__Written request A__.
According to the Bluetooth transcript, how many devices can a single piconet hold?
__Written request B__.
Switch "doubles" to "triples" and write out that part of the Bluetooth transcript again, beginning at the words "Steve: Exactly. And there" and ending after "in the pairing.".

__Reading passage__.

Steve: Exactly. And there is, in the spec, is an exponential delay in failed attempts, so that it doubles for every failed attempt. And so it quickly becomes impossible to brute-force this. And as you said, you've got devices that are, like, saying, I'm sorry, we either succeeded or failed in the pairing.

Leo: Yeah. Most of these devices don't give you an infinite amount of time to try.

Steve: Exactly. And so if you have a computer with a screen, you're able to type in, you type into the keyboard, which has no display, the sequence that the computer prompted you. So in that way you have established out-of-band communications. The weakest pairing is with something that has absolutely, it's got no keyboard, it's got no user interface. And there you may be paired with another device that says, well, what's the PIN for this device? And it's just, by agreement, it's 0000. Well, so anybody could know that. Anybody, technically, if they were listening right at that moment, was very good with radio and had the ability to intercept this communication, they could do so. But that's the only known vulnerability in the protocol.

And it's a tradeoff that I think is entirely reasonable, Leo, as you said. In the case of a keyboard, you can type in a long passphrase. Between two more sophisticated devices you can do something even longer. So it ended up being, from a consumer standpoint, an efficient and useful protocol, and I think a nice set of tradeoffs. So once the devices have established their pairing relationship, they use an interference avoidance technology known as "frequency hopping."

In any group of Bluetooth devices, or the so-called piconets, you can have up to eight devices in a single piconet. So, that is, you could have eight devices that are sort of essentially connected together. One is always a master, and then you can have up to seven slaves. A device can be a master of one piconet and a slave of another, or it can be a slave in multiple piconets. But no device can be two masters at the same time. This notion of a master is established because that MAC address, which is the Bluetooth address, that 48 bits, that's known, by virtue of this pairing, to every device that the master is paired with. And that 48-bit MAC address provides the pseudorandom sequence for frequency hopping.

So the way any kind of interference is avoided is that, within this 2.4 GHz band, there's a large number of individual channels. And the master and all of the slaves that are in the same piconet, and it's typically just two, you'd normally just have two devices that are paired together, but the spec allows for eight. The master establishes the clock and, using its own address, and the slaves using their knowledge of the master's address and using the clock which is publicly transmitted, that allows them to do frequency hopping where they're constantly changing the frequency they operate at.

That's done not as much for avoiding bad guys, but for avoiding interference because you may have - turns out that this unlicensed frequency range, this 2.4 GHz, is very popular. Wireless phones, like older wireless handset phones used in homes, all kinds of devices and instrumentation use this because it's a block of frequencies in this band that were set aside so that you needed no license to use it, given that you keep power at or below 100 milliwatts.

__Contour labeling items__.
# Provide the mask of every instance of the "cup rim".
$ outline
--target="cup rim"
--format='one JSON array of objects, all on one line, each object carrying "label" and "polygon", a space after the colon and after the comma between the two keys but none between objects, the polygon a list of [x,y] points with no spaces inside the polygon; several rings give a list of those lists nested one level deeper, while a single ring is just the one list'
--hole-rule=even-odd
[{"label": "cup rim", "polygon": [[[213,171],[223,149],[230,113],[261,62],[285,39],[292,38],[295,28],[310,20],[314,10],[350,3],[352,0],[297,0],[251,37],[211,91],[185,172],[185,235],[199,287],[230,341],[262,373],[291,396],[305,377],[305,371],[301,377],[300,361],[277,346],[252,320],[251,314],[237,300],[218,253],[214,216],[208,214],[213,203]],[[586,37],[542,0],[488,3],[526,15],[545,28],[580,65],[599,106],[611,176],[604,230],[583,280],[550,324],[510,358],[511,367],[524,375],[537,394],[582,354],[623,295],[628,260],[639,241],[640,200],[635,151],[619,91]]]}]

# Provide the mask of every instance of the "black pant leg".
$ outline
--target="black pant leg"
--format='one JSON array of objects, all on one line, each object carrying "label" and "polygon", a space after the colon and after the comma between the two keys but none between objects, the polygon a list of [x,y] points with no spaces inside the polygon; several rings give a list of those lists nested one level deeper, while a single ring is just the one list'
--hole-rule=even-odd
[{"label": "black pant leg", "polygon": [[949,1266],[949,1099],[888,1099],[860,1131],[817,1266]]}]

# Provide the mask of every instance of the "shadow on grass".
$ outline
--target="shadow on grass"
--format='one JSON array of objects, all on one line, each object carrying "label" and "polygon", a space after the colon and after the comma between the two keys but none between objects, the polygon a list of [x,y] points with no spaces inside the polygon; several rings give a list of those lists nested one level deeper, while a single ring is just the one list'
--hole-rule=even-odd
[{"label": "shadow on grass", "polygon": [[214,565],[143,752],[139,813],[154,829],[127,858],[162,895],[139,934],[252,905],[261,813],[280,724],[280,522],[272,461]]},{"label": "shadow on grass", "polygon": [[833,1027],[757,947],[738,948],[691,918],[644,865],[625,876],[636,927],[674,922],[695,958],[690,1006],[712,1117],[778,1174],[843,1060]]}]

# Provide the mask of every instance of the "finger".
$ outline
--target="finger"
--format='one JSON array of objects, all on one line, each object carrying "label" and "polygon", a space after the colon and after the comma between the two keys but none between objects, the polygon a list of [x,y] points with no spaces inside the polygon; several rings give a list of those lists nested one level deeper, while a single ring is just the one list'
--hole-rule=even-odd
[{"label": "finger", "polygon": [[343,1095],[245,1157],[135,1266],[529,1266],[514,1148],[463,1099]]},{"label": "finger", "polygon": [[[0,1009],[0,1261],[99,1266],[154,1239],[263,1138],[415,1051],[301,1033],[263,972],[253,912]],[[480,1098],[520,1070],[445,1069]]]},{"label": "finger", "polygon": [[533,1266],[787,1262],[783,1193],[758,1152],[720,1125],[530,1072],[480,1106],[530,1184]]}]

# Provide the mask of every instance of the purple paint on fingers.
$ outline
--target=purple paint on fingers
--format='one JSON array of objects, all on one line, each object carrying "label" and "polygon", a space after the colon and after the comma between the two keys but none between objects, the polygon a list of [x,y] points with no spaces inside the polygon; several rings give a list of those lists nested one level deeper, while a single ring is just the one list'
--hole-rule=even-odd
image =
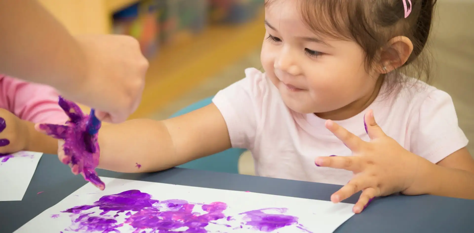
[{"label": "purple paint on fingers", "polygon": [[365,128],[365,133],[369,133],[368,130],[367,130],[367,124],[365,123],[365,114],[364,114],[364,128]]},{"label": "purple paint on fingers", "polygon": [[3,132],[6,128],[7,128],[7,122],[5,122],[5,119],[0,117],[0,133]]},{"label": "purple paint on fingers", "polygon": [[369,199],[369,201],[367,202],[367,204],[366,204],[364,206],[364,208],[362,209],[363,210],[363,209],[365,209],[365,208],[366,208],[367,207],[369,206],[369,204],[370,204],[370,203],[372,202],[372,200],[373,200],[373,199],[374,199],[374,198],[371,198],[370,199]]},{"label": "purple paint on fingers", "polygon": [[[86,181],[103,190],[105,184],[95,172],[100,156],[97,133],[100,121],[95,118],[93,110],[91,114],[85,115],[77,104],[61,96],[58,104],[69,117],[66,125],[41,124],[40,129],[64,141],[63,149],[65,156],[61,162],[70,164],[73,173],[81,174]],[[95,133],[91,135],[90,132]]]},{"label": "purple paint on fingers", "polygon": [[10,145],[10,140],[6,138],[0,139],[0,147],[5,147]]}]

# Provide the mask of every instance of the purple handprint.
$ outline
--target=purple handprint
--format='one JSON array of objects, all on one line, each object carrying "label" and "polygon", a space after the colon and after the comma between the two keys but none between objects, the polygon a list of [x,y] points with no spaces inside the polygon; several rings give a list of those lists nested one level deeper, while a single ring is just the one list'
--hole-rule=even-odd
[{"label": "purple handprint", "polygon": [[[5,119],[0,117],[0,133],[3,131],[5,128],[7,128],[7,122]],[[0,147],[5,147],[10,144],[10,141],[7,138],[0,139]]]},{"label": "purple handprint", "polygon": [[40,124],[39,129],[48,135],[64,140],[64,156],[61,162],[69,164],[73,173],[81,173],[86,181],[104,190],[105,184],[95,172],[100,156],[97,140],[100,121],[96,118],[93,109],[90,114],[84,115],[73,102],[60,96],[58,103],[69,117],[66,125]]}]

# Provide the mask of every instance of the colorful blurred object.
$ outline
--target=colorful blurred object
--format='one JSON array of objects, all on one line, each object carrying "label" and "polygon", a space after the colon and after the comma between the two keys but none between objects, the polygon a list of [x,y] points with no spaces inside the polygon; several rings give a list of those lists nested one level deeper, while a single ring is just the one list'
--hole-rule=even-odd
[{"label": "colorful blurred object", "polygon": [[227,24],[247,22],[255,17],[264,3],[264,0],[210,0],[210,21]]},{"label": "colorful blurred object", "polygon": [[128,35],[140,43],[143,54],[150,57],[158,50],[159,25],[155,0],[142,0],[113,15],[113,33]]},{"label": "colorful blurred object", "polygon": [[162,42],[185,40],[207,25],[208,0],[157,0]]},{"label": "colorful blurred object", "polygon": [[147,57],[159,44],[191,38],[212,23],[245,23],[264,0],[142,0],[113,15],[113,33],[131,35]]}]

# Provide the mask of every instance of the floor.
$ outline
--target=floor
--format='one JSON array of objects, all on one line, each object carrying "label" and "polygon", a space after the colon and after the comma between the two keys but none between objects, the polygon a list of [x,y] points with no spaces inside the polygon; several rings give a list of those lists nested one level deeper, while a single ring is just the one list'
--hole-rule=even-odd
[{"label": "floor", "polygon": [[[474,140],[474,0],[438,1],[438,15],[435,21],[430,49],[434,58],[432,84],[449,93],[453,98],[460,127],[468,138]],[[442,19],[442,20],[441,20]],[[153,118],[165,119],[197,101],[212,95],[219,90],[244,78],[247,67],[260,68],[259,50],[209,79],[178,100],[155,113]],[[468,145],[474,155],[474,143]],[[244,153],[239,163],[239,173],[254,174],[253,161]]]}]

__Correct answer A__.
Up to eight devices: one master and up to seven slaves.

__Correct answer B__.
Steve: Exactly. And there is, in the spec, is an exponential delay in failed attempts, so that it triples for every failed attempt. And so it quickly becomes impossible to brute-force this. And as you said, you've got devices that are, like, saying, I'm sorry, we either succeeded or failed in the pairing.